» **Stated problem**:
The entries are to be returned exactly, with images left out.

(Entries from a point annotation set)
......
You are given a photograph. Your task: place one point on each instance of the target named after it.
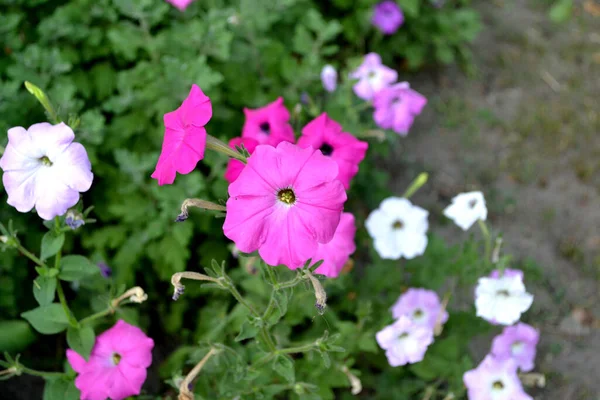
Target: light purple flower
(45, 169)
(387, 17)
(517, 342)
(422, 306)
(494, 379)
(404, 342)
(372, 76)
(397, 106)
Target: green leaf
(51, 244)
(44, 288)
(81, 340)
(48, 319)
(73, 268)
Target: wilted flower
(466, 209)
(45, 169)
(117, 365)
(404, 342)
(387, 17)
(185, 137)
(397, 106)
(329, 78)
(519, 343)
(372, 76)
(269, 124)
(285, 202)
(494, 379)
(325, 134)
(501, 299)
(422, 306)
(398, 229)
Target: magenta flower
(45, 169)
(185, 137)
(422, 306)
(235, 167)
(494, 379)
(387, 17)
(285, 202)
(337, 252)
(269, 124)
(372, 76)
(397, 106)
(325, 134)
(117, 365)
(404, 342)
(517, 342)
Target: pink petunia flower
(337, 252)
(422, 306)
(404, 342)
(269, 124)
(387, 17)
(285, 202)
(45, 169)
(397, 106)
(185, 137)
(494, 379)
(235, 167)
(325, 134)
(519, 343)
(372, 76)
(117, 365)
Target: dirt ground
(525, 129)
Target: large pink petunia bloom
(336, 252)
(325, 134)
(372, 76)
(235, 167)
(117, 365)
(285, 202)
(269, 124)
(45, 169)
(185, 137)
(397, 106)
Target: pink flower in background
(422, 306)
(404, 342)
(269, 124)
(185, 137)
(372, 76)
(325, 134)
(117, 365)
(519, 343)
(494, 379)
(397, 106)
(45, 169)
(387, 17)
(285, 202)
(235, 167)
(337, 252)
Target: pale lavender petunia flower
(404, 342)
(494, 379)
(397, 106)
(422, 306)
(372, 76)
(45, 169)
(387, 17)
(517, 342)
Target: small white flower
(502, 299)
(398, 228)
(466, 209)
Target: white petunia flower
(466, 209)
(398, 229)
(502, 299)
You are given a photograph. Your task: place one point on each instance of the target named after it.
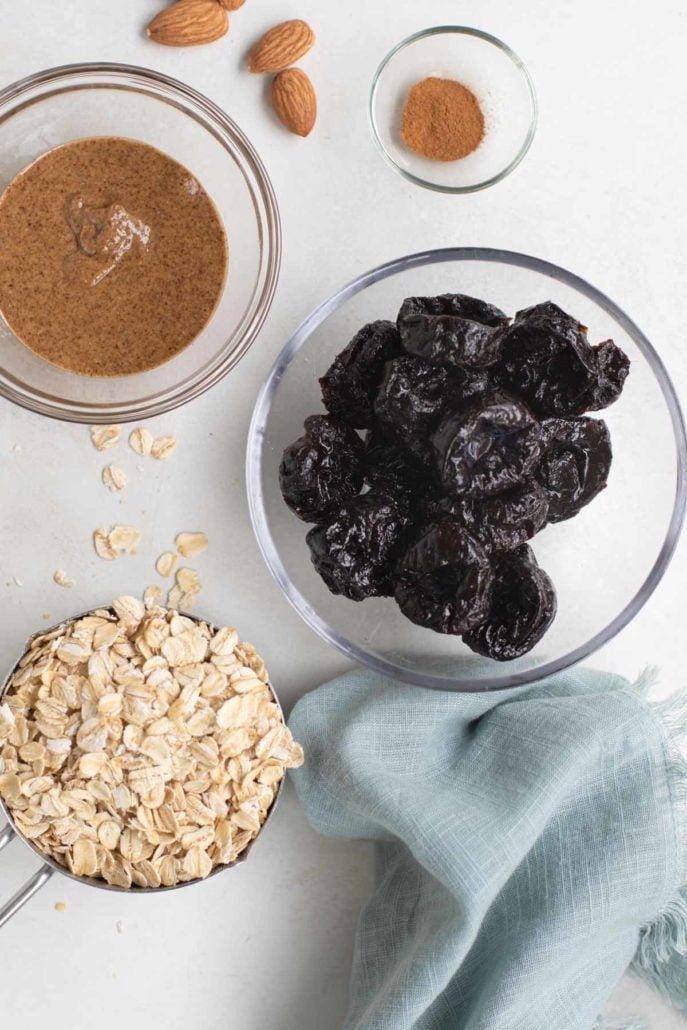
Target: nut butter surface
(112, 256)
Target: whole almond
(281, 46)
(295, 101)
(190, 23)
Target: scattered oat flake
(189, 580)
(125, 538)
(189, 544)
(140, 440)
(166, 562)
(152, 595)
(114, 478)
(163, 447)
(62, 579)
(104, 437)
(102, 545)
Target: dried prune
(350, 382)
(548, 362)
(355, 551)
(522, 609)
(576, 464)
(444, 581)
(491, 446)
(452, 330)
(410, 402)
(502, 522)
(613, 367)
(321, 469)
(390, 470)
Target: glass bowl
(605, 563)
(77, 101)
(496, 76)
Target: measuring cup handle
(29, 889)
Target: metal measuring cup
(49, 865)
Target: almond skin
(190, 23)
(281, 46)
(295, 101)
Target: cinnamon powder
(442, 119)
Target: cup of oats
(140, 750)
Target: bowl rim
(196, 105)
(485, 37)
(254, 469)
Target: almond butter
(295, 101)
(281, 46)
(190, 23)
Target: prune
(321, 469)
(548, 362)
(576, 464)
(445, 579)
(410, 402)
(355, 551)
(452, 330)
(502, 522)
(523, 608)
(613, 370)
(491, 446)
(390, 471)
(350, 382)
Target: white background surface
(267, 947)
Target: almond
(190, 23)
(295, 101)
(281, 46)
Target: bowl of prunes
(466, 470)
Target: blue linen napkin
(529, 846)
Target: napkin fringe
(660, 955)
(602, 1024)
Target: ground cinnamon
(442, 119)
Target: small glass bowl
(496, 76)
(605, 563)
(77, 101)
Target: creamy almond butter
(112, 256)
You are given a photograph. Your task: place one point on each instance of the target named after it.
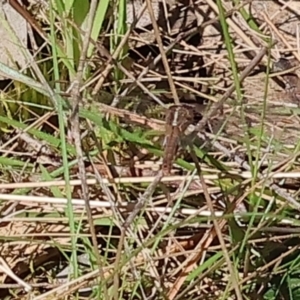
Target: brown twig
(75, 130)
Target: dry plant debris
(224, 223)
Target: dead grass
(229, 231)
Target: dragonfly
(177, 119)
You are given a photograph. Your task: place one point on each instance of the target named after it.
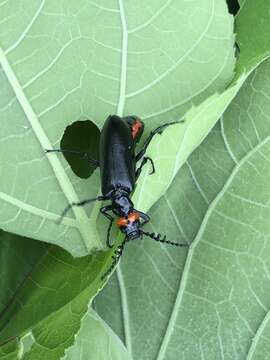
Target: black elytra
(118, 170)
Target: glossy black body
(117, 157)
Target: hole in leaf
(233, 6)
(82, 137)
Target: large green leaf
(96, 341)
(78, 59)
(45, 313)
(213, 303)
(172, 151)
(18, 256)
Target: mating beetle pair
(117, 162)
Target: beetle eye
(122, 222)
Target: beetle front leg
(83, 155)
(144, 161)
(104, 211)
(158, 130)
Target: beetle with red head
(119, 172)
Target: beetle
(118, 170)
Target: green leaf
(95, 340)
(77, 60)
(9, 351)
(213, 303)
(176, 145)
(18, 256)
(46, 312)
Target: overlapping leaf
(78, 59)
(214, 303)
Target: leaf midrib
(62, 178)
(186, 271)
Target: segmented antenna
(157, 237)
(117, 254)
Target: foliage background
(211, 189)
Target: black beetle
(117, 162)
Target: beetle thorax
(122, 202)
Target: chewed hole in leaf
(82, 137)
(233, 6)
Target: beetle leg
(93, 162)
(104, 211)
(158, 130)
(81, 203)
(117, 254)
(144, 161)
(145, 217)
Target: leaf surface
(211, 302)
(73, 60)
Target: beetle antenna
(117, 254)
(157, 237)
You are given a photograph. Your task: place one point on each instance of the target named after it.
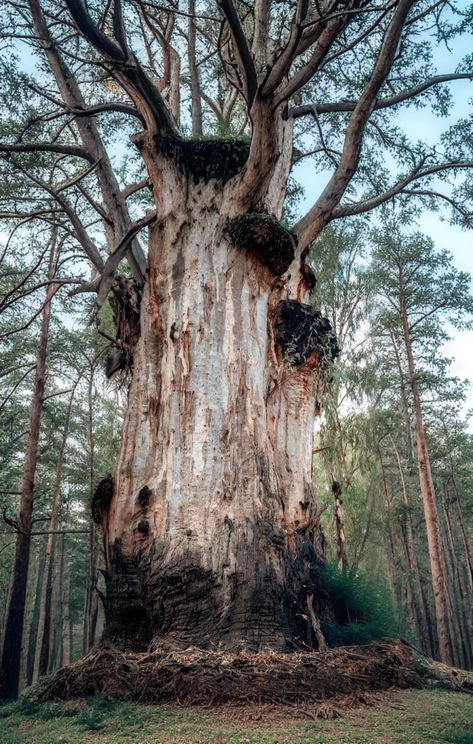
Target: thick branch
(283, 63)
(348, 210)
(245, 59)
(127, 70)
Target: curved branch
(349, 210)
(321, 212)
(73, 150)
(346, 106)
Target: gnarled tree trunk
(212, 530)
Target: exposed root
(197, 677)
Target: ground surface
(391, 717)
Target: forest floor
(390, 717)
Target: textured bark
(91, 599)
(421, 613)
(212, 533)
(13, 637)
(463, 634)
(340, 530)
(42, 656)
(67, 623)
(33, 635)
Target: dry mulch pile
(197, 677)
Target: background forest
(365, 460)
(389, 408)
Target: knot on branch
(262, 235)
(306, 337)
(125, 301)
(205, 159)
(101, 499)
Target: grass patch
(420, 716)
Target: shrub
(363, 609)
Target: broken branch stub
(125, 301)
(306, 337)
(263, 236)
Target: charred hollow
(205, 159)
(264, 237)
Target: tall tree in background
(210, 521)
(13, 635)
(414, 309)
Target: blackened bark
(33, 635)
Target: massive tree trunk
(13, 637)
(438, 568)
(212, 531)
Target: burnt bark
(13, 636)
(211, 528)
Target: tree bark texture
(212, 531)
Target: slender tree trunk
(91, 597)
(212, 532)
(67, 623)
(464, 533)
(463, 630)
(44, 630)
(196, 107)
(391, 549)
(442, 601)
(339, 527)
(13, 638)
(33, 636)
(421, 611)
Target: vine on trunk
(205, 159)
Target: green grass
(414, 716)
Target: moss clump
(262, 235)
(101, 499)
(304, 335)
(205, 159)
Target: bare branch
......
» **Solution for this problem**:
You are given a photograph. Your task: place one point on each instance of the target named after it.
Target: light purple flower
(45, 169)
(387, 17)
(517, 342)
(422, 306)
(494, 379)
(404, 342)
(372, 76)
(397, 106)
Target: green leaf
(51, 244)
(44, 288)
(81, 340)
(48, 319)
(73, 268)
Target: wilted flower
(466, 209)
(45, 169)
(117, 365)
(404, 342)
(387, 17)
(185, 137)
(397, 106)
(329, 78)
(519, 343)
(372, 76)
(269, 124)
(285, 202)
(494, 379)
(325, 134)
(501, 299)
(422, 306)
(398, 229)
Target: magenta flower
(45, 169)
(185, 137)
(422, 306)
(235, 167)
(494, 379)
(387, 17)
(285, 202)
(337, 252)
(269, 124)
(372, 76)
(397, 106)
(325, 134)
(117, 365)
(404, 342)
(517, 342)
Target: pink petunia flower
(337, 252)
(422, 306)
(404, 342)
(269, 124)
(387, 17)
(285, 202)
(45, 169)
(397, 106)
(185, 137)
(494, 379)
(235, 167)
(325, 134)
(519, 343)
(372, 76)
(117, 365)
Target: dirt ground
(525, 129)
Target: large pink petunia bloom
(336, 252)
(325, 134)
(372, 76)
(235, 167)
(117, 365)
(285, 202)
(269, 124)
(45, 169)
(185, 137)
(397, 106)
Target: pink flower in background
(422, 306)
(404, 342)
(269, 124)
(185, 137)
(372, 76)
(325, 134)
(117, 365)
(519, 343)
(494, 379)
(397, 106)
(45, 169)
(387, 17)
(285, 202)
(235, 167)
(337, 252)
Target: pale lavender petunia flower
(404, 342)
(494, 379)
(397, 106)
(422, 306)
(372, 76)
(45, 169)
(387, 17)
(517, 342)
Target: small white flower
(502, 299)
(398, 228)
(466, 209)
Target: white petunia flower
(466, 209)
(398, 229)
(502, 299)
You are given a photograph. Your task: place one point on each instance of the target named after it.
Target: nut butter surface
(112, 256)
Target: whole almond
(281, 46)
(295, 101)
(190, 23)
Target: scattered oat flake
(189, 580)
(125, 538)
(189, 544)
(140, 440)
(166, 562)
(152, 595)
(114, 478)
(163, 447)
(62, 579)
(104, 437)
(102, 545)
Target: dried prune
(350, 382)
(548, 362)
(355, 551)
(522, 609)
(576, 464)
(444, 581)
(491, 446)
(452, 330)
(410, 402)
(502, 522)
(613, 367)
(321, 469)
(390, 470)
Target: glass bowl
(605, 563)
(77, 101)
(496, 76)
Target: measuring cup handle
(29, 889)
Target: metal measuring cup
(49, 865)
Target: almond skin
(190, 23)
(281, 46)
(295, 101)
Target: cinnamon powder
(442, 119)
Target: cup of oats
(140, 750)
Target: bowl rim
(196, 105)
(485, 37)
(254, 469)
Target: almond butter
(295, 101)
(281, 46)
(190, 23)
Target: prune
(321, 469)
(548, 362)
(576, 464)
(445, 579)
(410, 402)
(355, 551)
(452, 330)
(502, 522)
(523, 608)
(613, 370)
(491, 446)
(390, 471)
(350, 382)
Target: white background surface
(267, 947)
Target: almond
(190, 23)
(295, 101)
(281, 46)
Target: bowl of prunes
(466, 470)
Target: blue linen napkin
(529, 846)
Target: napkin fringe
(660, 955)
(602, 1024)
Target: ground cinnamon
(442, 119)
Target: small glass bowl
(496, 76)
(605, 563)
(77, 101)
Target: creamy almond butter
(112, 256)
You are given a photograph. Your task: place one point on each instance of the target named after it.
Target: brown twig
(75, 130)
Target: dry plant debris
(224, 223)
Target: dead grass
(229, 231)
Target: dragonfly
(177, 119)
You are given a photograph. Your task: place one point on each instance of the target named after it.
Target: black elytra
(118, 170)
Target: glossy black body
(117, 157)
Target: hole in leaf
(233, 6)
(82, 137)
Target: large green leaf
(96, 341)
(78, 59)
(45, 313)
(213, 303)
(172, 151)
(18, 256)
Target: mating beetle pair
(117, 162)
Target: beetle eye
(122, 222)
Target: beetle front leg
(83, 155)
(144, 161)
(104, 211)
(158, 130)
Target: beetle with red head
(119, 172)
Target: beetle
(118, 170)
Target: green leaf
(95, 340)
(77, 60)
(9, 351)
(213, 303)
(176, 145)
(18, 256)
(46, 312)
Target: overlapping leaf
(78, 59)
(214, 303)
Target: leaf midrib
(62, 178)
(186, 271)
Target: segmented antenna
(157, 237)
(117, 254)
Target: foliage background
(211, 189)
Target: black beetle
(117, 162)
Target: beetle thorax
(122, 202)
Target: chewed hole in leaf
(82, 137)
(233, 6)
Target: beetle leg
(93, 162)
(104, 211)
(158, 130)
(81, 203)
(117, 254)
(144, 161)
(145, 217)
Target: leaf surface
(211, 302)
(73, 60)
Target: beetle antenna
(117, 254)
(157, 237)
You are given a photograph. Your task: place one point on each instance of the target named after it.
Target: thick branch
(283, 63)
(348, 210)
(245, 59)
(127, 70)
Target: curved branch
(349, 210)
(321, 212)
(73, 150)
(346, 106)
Target: gnarled tree trunk
(212, 530)
Target: exposed root
(197, 677)
Target: ground surface
(391, 717)
Target: forest floor
(390, 717)
Target: textured bark
(91, 599)
(421, 613)
(212, 533)
(13, 637)
(463, 634)
(340, 530)
(42, 656)
(67, 623)
(33, 635)
Target: dry mulch pile
(197, 677)
Target: background forest
(365, 460)
(389, 408)
Target: knot on branch
(262, 235)
(306, 337)
(125, 301)
(205, 159)
(101, 499)
Target: grass patch
(420, 716)
Target: shrub
(363, 609)
Target: broken branch stub
(125, 301)
(306, 337)
(263, 236)
Target: charred hollow
(205, 159)
(264, 237)
Target: tall tree in background
(210, 521)
(13, 635)
(414, 309)
Target: blackened bark
(33, 635)
Target: massive tree trunk
(13, 637)
(438, 568)
(212, 531)
Target: burnt bark
(13, 636)
(211, 528)
Target: tree bark texture
(212, 531)
Target: slender tree trunk
(91, 597)
(212, 532)
(67, 623)
(464, 533)
(463, 630)
(44, 630)
(196, 107)
(391, 549)
(442, 601)
(339, 527)
(13, 638)
(33, 636)
(421, 611)
Target: vine on trunk
(205, 159)
Target: green grass
(414, 716)
Target: moss clump
(262, 235)
(101, 499)
(304, 335)
(205, 159)
Target: bare branch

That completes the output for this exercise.